#### [SUPPLIED PASSAGE]
>> Start
Why is it so omg bad in the first place (in what universe would scanning all rows in the entire db beat scanning a smaller subset after applying the where clause)?

The universe where it doesn't think that that will happen. By traversing the index for rows already in the desired order, it thinks it can stop after finding the first row meeting the required userid, which means it thinks it can stop after reading 1/21340 of the table. This is obviously very wrong, because there is only 1 row meeting that condition, not 21339 of them like it thinks.

So a side question, why is the estimate so very wrong? Since it is making a generic estimate here (at planning time, it doesn't know what the value of $0 will turn out to be), it guesses the number of qualifying rows will be the estimated number of rows in the table, divided by the estimate for n_distinct for userid (adjusted for null values, but I will ignore that for simplicity). So either this is correct and there is some value(s) of userid for which there are an awful lot of rows (but they just happen not to be the values you are looking for) and those ones pull up the average.

Or it is incorrect and the estimate for n_distinct is way off from reality. We can't know which from afar. You could figure it out by looking in pg_stats.n_distinct to see the estimate, and comparing that the true value of count(distinct userid) from rounds. If the estimate is way off, you can manually fix it by doing alter table rounds alter column userid set (N_DISTINCT = <true value>). You need to ANALYZE the table before this will take effect. The problem of grossly wrong n_distinct is due to inadequate selection of the sample used for computing stats (every row is equally likely to be chosen to be in the sample, but the selection is not strictly independent for each row from the others), and increasing STATISTICS as Laurenz recommends is only weakly able to overcome this problem. while setting N_DISTINCT tackles it directly.
>> End
#### [MATERIAL SUPPLIED]
>> Start
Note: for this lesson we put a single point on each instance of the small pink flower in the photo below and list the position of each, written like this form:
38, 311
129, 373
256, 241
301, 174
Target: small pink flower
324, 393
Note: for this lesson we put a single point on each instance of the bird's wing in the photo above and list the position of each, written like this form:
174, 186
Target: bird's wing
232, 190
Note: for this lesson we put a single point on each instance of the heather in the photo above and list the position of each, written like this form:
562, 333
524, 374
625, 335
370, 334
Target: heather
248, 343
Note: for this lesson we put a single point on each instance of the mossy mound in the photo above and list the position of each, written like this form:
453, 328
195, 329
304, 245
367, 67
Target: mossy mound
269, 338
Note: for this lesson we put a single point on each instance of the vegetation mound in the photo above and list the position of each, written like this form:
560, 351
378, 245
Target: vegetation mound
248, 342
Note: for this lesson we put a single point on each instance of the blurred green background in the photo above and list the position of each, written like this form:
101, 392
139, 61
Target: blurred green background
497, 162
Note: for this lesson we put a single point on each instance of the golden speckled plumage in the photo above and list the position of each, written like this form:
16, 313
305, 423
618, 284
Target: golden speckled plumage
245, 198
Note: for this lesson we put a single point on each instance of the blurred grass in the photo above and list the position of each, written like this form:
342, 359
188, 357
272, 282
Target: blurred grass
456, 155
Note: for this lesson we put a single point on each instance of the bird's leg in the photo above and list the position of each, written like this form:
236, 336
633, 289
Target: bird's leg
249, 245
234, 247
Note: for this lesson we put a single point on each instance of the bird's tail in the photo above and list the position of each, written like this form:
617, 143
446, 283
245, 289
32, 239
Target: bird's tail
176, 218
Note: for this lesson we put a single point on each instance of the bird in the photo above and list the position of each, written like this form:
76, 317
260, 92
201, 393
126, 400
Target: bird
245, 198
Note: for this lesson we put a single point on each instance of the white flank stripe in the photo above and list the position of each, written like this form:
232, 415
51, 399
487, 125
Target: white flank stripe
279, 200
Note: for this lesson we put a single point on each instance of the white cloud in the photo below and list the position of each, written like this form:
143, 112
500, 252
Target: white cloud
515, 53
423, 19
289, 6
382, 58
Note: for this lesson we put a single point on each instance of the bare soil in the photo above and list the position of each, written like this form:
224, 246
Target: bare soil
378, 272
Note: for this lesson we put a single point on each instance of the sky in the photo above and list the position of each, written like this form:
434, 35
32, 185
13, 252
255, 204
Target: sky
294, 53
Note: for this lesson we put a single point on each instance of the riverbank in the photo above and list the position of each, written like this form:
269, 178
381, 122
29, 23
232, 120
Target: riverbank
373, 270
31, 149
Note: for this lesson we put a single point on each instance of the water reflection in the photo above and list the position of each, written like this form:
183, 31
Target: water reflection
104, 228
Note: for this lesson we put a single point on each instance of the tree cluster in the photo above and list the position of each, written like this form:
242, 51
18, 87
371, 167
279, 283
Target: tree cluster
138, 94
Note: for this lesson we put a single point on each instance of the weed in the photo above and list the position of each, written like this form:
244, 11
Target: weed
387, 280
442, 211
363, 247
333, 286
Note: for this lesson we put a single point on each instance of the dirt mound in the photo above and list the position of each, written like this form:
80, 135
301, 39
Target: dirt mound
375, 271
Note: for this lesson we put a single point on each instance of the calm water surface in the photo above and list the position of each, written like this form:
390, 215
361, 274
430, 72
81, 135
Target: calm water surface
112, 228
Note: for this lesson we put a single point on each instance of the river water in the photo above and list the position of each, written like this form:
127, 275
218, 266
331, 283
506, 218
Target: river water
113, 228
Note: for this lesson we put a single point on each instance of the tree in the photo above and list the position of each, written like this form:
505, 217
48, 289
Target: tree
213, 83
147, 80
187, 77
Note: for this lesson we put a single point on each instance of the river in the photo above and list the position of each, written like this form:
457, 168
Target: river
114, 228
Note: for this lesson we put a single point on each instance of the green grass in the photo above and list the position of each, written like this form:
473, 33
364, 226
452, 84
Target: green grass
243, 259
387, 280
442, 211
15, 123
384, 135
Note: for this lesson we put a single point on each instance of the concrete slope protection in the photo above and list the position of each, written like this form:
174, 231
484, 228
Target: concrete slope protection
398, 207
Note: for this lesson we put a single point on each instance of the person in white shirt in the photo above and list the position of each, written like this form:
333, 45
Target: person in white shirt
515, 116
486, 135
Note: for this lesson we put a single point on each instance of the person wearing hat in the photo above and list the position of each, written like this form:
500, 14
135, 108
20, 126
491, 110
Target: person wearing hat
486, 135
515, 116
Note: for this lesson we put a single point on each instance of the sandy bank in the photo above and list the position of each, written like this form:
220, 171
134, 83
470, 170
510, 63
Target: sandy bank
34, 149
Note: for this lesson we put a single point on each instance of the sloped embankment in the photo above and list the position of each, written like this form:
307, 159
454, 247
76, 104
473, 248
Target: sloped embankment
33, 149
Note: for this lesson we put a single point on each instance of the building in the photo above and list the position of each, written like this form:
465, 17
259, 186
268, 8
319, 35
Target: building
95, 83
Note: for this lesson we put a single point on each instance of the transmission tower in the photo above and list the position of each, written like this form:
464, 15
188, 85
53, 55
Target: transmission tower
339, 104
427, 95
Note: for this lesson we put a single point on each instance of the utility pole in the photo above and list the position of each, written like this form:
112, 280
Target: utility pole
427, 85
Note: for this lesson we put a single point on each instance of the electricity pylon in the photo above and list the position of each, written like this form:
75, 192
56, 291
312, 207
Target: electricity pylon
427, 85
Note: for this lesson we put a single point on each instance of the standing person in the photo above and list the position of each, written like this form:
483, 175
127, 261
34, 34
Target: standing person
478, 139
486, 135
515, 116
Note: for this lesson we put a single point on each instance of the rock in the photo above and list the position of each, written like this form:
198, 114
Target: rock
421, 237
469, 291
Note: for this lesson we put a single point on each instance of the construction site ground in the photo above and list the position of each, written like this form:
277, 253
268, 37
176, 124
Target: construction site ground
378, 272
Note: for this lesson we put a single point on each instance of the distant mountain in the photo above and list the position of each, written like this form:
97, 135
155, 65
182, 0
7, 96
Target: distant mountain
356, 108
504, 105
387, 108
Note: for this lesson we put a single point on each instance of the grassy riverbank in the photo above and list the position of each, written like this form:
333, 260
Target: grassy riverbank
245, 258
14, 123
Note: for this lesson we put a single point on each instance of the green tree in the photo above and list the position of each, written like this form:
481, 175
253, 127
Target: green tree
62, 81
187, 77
>> End
#### [EXERCISE INSTRUCTIONS]
a: Answer from the query planner passage:
(i) What fraction of the table does the planner think it can stop after reading?
(ii) What must be done to the table before the N_DISTINCT setting takes effect?
(iii) Where can the n_distinct estimate be looked up?
b: Copy word for word the part of the query planner passage starting with "Why is it so" and going on through "like it thinks.".
The data has no role here.

#### [ANSWER SET]
a:
(i) 1/21340
(ii) ANALYZE it
(iii) pg_stats.n_distinct

b:
Why is it so omg bad in the first place (in what universe would scanning all rows in the entire db beat scanning a smaller subset after applying the where clause)?

The universe where it doesn't think that that will happen. By traversing the index for rows already in the desired order, it thinks it can stop after finding the first row meeting the required userid, which means it thinks it can stop after reading 1/21340 of the table. This is obviously very wrong, because there is only 1 row meeting that condition, not 21339 of them like it thinks.